*EXERCISE GOAL:* Using the records below, give the number of lines where the word "shorts" appears, with no further output.
BEGIN DATA EXCERPTS
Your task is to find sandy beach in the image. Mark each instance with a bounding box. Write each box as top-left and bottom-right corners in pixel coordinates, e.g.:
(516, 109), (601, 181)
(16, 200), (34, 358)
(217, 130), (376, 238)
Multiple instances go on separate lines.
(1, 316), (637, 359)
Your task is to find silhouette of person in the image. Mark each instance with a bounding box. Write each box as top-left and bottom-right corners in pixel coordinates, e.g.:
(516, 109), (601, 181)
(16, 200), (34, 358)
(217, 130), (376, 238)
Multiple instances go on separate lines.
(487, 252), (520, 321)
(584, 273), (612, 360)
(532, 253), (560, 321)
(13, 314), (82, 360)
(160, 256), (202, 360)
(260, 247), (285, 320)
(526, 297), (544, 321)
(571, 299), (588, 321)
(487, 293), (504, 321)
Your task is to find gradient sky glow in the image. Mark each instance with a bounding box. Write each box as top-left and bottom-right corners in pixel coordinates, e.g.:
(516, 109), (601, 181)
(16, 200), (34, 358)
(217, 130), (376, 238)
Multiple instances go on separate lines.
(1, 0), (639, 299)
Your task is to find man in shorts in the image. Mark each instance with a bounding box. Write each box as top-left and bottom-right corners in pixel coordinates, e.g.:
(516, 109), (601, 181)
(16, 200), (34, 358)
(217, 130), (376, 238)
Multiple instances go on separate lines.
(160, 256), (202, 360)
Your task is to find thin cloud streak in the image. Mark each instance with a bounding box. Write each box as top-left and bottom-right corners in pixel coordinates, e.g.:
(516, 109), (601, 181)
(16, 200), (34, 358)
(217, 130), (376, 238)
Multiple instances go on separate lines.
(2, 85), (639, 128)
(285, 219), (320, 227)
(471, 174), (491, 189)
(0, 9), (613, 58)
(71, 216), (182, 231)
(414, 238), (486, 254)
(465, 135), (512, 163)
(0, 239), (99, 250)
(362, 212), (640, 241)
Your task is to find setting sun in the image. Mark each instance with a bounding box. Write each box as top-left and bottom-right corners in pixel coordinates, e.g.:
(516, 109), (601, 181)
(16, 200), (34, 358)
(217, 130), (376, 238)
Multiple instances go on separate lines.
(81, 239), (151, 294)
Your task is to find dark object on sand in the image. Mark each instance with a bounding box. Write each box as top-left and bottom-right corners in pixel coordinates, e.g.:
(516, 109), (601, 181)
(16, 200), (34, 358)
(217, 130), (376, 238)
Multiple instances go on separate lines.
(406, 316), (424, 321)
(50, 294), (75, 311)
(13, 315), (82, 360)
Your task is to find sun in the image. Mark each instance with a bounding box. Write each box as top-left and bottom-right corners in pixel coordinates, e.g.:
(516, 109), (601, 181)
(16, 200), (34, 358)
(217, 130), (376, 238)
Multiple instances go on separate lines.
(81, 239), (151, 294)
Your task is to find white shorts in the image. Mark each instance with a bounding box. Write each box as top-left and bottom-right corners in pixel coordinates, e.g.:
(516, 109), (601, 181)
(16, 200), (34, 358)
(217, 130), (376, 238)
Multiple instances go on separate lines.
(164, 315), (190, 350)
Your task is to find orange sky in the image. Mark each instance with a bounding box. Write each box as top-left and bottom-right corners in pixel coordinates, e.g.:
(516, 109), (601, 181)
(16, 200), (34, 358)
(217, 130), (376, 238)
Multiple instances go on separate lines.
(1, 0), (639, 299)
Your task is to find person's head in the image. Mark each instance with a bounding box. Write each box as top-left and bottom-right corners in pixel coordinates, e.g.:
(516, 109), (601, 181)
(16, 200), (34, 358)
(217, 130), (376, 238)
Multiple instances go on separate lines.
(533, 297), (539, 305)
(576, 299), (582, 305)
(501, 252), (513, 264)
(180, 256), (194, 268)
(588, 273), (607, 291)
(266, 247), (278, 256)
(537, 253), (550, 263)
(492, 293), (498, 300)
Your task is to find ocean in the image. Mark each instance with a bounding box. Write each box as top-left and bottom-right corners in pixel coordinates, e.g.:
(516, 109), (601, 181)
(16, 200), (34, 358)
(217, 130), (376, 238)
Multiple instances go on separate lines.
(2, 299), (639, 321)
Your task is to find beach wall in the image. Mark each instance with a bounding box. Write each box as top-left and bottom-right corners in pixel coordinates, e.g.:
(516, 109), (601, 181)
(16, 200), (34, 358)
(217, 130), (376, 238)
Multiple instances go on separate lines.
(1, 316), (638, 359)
END DATA EXCERPTS
BEGIN DATA EXCERPTS
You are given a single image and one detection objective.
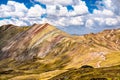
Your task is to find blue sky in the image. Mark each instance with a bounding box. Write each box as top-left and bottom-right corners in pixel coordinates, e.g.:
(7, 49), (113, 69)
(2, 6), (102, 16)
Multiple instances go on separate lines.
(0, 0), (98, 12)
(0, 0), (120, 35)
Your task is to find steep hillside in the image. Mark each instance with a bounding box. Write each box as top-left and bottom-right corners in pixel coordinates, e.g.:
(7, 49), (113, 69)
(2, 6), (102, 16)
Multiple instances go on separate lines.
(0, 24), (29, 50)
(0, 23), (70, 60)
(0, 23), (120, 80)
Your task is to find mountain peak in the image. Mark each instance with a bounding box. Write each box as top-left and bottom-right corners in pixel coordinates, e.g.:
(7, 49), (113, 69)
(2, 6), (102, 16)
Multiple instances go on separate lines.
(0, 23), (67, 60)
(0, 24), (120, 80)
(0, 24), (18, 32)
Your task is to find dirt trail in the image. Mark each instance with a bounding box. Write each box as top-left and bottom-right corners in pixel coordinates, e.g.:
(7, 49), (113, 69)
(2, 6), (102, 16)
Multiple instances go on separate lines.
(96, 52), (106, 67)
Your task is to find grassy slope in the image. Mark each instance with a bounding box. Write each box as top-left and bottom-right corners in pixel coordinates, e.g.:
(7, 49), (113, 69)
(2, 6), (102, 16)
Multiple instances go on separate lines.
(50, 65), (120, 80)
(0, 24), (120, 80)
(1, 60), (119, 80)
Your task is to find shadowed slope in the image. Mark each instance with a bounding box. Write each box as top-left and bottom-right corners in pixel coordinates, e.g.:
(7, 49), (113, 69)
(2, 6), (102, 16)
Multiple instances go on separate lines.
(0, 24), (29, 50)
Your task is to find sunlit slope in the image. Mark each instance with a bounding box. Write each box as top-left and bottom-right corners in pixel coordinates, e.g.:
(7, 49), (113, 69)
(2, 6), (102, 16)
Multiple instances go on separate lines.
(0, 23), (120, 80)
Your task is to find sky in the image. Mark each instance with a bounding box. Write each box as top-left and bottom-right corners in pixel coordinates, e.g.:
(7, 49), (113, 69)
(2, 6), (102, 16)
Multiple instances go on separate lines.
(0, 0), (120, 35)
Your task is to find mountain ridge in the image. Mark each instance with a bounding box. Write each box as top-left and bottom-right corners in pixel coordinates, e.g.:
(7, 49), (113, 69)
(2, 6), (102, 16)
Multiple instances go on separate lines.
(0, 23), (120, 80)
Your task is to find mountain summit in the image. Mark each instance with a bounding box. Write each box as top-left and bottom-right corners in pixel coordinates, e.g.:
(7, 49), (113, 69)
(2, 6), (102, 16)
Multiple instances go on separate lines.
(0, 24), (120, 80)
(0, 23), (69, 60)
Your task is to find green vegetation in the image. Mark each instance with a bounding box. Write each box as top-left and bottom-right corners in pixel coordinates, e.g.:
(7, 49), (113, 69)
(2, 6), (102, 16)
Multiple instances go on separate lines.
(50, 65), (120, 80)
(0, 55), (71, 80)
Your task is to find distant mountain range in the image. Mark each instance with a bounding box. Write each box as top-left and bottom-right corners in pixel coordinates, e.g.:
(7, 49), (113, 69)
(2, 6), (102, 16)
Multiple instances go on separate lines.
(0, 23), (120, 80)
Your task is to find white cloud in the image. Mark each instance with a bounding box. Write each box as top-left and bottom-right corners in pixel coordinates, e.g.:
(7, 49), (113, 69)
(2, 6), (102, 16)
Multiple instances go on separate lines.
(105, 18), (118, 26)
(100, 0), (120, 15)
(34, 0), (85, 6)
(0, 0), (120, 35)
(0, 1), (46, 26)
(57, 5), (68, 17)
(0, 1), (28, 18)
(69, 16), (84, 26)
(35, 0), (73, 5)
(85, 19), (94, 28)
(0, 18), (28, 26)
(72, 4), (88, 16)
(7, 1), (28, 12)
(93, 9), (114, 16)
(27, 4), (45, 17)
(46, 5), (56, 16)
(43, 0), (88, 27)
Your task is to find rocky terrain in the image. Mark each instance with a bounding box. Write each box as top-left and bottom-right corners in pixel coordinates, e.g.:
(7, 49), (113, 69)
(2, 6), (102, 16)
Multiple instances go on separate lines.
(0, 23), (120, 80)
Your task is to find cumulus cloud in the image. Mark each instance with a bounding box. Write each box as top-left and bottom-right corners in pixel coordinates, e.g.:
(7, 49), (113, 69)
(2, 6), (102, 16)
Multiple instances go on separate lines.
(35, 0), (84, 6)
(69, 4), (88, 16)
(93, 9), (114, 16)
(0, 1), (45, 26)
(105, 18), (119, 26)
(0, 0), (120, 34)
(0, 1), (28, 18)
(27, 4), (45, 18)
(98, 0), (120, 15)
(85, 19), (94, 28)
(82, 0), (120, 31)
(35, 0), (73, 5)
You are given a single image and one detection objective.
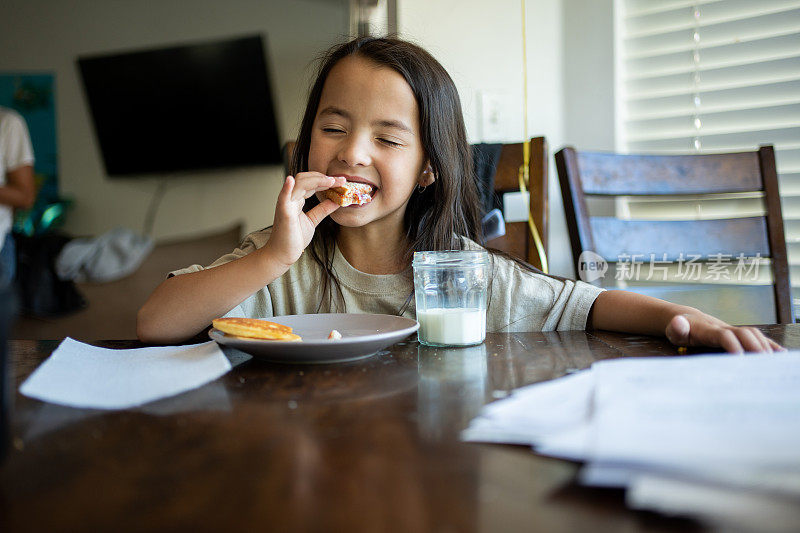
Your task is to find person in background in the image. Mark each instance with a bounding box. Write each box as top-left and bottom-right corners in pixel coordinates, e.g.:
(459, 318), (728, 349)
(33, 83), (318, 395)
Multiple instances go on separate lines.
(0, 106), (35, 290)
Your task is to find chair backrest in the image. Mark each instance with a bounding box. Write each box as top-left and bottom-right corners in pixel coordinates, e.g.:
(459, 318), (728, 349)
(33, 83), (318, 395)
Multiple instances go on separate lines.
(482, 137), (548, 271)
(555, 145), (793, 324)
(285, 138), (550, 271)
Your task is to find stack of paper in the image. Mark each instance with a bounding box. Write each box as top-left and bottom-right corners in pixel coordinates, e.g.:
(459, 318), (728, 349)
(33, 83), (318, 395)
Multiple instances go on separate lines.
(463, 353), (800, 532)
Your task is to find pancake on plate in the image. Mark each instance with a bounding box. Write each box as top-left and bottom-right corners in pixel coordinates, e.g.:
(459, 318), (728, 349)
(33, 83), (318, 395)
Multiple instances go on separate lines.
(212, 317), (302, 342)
END DATA EXCERPTS
*RESPONSE AREA:* 2